# Action requise:
Recopiez à l'identique, du début à la fin, l'extrait sur les articles 1217 et 1226 du code civil.

6- Aux termes de l'article 1217 du code civil dans sa version applicable à ce litige, la partie envers laquelle l'engagement n'a pas été exécuté, ou l'a été imparfaitement, peut :

- refuser d'exécuter ou suspendre l'exécution de sa propre obligation;

- poursuivre l'exécution forcée en nature de l'obligation;

- obtenir une réduction du prix;

- provoquer la résolution du contrat;

- demander réparation des conséquences de l'inexécution.

7- Aux termes de l'article 1226 du code civil, le créancier peut, à ses risques et périls, résoudre le contrat par voie de notification. Sauf urgence, il doit préalablement mettre en demeure le débiteur défaillant de satisfaire à son engagement dans un délai raisonnable. La mise en demeure mentionne expressément qu'à défaut pour le débiteur de satisfaire à son obligation, le créancier sera en droit de résoudre le contrat. Lorsque l'inexécution persiste, le créancier notifie au débiteur la résolution du contrat et les raisons qui la motivent. Le débiteur peut à tout moment saisir le juge pour contester la résolution. Le créancier doit alors prouver la gravité de l'inexécution. Une partie peut refuser d'exécuter son obligation, alors même que celle-ci est exigible, si l'autre n'exécute pas la sienne et si cette inexécution est suffisamment grave.

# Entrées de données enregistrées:
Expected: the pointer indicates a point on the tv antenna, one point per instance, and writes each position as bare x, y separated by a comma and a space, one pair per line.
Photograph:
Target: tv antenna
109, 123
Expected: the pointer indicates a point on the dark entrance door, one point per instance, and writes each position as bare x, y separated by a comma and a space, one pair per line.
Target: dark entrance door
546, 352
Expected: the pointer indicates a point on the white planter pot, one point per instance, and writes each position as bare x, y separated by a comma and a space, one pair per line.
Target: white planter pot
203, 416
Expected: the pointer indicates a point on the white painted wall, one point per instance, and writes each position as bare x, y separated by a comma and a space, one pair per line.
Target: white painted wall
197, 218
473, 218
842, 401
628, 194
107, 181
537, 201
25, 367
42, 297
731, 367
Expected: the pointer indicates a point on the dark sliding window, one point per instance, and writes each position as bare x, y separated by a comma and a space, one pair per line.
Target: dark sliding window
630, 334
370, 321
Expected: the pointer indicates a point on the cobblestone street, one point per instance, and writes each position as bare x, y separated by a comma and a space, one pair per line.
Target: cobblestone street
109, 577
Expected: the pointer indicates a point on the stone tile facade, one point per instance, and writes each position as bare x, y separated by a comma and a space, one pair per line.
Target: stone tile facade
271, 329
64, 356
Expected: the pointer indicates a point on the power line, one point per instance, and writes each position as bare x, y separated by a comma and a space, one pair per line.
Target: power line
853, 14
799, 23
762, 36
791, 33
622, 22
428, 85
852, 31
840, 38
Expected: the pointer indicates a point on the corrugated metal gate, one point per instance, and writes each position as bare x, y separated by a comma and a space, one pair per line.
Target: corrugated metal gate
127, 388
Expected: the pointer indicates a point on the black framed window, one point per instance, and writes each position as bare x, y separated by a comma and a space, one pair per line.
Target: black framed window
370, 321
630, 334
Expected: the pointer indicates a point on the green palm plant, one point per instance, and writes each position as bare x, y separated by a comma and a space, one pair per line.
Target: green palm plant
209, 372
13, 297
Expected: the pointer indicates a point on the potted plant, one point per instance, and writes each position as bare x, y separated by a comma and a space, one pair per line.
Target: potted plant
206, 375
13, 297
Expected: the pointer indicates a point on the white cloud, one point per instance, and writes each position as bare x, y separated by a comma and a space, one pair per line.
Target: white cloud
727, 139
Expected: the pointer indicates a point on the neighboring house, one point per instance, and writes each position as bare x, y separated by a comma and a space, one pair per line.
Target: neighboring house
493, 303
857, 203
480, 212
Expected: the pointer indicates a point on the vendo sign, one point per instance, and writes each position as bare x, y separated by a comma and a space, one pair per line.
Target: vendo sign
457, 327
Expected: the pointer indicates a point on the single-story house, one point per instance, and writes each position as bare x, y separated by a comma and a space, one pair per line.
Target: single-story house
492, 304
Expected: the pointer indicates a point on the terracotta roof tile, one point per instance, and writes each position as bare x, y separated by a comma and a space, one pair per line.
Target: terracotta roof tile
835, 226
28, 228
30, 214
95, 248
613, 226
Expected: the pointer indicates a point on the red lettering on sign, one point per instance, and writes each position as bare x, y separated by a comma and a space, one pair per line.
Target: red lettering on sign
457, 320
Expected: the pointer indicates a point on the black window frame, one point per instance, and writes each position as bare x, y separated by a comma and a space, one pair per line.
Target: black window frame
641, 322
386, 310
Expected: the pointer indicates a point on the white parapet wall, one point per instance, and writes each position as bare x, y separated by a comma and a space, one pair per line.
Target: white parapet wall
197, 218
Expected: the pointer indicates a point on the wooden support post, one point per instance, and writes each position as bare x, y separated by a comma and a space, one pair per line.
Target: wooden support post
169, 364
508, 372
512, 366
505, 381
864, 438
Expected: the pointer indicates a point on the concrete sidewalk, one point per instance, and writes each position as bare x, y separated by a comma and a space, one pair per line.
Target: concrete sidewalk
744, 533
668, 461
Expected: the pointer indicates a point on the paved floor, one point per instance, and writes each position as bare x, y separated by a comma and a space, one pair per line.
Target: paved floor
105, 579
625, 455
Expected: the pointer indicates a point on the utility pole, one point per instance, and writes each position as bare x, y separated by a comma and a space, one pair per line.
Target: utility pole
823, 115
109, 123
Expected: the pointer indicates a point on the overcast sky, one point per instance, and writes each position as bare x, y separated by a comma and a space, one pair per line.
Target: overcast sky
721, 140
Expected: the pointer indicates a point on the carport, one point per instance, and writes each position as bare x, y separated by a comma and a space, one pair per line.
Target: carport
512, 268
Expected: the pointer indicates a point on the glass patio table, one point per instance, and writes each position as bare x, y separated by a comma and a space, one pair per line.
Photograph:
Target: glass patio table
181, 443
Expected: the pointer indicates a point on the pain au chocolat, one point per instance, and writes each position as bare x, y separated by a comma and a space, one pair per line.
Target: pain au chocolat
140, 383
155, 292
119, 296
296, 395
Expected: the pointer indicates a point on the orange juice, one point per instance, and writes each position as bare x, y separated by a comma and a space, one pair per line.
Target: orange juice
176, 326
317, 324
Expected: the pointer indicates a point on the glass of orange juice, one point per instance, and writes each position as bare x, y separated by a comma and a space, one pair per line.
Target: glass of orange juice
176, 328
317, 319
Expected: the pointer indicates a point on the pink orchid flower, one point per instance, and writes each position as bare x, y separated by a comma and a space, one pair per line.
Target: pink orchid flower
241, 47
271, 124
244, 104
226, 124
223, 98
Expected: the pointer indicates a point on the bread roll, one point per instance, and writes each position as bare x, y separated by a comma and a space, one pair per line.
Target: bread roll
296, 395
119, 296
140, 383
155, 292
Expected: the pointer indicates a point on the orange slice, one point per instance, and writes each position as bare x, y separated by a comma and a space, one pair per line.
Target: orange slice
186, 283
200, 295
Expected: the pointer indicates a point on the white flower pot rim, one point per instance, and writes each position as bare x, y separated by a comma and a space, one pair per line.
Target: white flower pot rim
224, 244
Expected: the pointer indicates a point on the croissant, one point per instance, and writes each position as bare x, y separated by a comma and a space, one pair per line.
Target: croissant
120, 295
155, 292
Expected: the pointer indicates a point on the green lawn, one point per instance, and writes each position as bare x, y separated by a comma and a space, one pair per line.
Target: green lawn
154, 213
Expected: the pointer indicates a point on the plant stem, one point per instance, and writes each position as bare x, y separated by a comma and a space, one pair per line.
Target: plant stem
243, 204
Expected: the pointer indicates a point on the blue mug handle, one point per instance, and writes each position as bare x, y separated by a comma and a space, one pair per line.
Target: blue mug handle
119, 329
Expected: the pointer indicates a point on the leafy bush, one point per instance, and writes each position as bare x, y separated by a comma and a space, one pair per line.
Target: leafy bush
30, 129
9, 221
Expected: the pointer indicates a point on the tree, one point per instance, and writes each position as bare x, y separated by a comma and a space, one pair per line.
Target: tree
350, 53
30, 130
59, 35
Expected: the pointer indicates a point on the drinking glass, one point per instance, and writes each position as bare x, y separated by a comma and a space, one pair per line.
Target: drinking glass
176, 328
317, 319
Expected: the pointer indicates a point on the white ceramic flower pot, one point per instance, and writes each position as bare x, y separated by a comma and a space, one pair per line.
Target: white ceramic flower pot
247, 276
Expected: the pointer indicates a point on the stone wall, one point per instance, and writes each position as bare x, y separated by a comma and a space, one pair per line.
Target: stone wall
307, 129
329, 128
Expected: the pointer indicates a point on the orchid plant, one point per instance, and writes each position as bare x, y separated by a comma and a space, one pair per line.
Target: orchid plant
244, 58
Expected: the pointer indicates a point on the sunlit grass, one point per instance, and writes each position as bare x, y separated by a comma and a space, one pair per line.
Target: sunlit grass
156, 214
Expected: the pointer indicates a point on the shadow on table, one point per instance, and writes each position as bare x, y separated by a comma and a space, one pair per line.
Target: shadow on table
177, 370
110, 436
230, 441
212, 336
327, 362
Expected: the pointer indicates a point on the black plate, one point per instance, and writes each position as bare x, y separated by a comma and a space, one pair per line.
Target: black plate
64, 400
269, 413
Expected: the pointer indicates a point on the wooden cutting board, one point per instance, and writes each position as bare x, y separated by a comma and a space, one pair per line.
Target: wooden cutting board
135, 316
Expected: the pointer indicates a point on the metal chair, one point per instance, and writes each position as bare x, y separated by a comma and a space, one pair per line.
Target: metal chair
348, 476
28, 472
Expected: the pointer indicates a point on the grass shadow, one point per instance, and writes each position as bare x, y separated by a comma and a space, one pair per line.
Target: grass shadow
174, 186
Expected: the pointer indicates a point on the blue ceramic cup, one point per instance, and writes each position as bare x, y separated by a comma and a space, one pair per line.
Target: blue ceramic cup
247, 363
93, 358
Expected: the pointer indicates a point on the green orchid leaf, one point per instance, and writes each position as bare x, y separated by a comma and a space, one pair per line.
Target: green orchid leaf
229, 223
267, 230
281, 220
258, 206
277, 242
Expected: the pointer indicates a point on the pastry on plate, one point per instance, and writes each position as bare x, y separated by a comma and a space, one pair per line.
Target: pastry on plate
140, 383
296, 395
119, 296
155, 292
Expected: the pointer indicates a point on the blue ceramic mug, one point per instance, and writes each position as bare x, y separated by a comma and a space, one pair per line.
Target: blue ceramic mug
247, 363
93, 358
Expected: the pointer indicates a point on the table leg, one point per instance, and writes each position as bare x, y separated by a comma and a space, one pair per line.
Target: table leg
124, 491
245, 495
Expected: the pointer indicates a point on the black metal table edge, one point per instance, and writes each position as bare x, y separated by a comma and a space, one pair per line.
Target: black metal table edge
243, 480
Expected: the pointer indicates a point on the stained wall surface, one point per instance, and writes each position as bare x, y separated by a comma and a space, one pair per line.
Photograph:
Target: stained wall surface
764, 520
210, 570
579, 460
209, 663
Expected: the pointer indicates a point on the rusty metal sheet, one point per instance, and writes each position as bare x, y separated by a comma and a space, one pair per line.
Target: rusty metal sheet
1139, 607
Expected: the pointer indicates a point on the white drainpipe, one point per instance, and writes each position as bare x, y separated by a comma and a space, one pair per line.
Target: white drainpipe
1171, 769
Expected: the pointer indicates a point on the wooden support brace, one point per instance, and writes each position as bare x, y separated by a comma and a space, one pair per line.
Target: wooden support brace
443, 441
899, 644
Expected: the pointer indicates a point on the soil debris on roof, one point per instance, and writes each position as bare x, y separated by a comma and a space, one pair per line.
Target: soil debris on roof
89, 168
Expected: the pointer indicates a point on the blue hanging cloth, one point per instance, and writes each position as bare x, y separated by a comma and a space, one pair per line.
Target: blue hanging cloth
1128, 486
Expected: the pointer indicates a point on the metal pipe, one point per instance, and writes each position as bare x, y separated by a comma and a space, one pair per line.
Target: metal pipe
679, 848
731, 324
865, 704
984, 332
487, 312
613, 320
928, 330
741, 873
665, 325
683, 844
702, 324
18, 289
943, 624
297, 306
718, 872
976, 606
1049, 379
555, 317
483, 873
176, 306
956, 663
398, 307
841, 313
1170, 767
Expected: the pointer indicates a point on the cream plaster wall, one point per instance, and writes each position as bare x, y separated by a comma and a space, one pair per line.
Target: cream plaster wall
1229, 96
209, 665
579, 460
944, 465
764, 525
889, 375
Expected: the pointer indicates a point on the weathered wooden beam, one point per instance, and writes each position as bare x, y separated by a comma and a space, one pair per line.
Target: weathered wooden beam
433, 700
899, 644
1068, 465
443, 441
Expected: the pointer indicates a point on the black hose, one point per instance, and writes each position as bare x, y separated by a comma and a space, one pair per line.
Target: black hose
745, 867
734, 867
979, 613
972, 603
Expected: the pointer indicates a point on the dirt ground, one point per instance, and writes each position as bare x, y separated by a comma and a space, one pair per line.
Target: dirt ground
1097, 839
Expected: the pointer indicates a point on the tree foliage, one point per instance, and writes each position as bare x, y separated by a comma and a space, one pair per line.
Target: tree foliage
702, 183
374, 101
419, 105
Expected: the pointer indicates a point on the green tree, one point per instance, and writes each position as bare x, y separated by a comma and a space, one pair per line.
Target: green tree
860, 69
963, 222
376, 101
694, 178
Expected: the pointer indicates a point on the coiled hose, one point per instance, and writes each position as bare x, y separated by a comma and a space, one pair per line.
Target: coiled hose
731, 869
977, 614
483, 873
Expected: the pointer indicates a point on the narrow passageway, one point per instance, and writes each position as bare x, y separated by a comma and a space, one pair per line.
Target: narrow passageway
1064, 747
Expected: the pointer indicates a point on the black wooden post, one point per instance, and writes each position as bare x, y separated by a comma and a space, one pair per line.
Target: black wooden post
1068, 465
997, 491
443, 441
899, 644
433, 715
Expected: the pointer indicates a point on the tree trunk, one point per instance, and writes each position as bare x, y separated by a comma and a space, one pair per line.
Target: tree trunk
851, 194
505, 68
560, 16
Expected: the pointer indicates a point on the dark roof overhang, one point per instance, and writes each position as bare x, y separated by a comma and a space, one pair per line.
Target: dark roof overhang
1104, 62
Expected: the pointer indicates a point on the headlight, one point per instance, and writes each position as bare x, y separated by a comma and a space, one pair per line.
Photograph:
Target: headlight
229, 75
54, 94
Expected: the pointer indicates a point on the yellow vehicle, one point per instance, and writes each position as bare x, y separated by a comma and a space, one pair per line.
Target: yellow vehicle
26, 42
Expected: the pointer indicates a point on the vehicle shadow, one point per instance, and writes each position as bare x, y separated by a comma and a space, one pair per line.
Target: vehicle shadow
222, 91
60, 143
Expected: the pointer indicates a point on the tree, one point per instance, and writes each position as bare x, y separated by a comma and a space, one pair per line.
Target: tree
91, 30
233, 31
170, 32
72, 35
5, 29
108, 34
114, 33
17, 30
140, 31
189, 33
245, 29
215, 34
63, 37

# Résultat obtenu:
6- Aux termes de l'article 1217 du code civil dans sa version applicable à ce litige, la partie envers laquelle l'engagement n'a pas été exécuté, ou l'a été imparfaitement, peut :

- refuser d'exécuter ou suspendre l'exécution de sa propre obligation;

- poursuivre l'exécution forcée en nature de l'obligation;

- obtenir une réduction du prix;

- provoquer la résolution du contrat;

- demander réparation des conséquences de l'inexécution.

7- Aux termes de l'article 1226 du code civil, le créancier peut, à ses risques et périls, résoudre le contrat par voie de notification. Sauf urgence, il doit préalablement mettre en demeure le débiteur défaillant de satisfaire à son engagement dans un délai raisonnable. La mise en demeure mentionne expressément qu'à défaut pour le débiteur de satisfaire à son obligation, le créancier sera en droit de résoudre le contrat. Lorsque l'inexécution persiste, le créancier notifie au débiteur la résolution du contrat et les raisons qui la motivent. Le débiteur peut à tout moment saisir le juge pour contester la résolution. Le créancier doit alors prouver la gravité de l'inexécution. Une partie peut refuser d'exécuter son obligation, alors même que celle-ci est exigible, si l'autre n'exécute pas la sienne et si cette inexécution est suffisamment grave.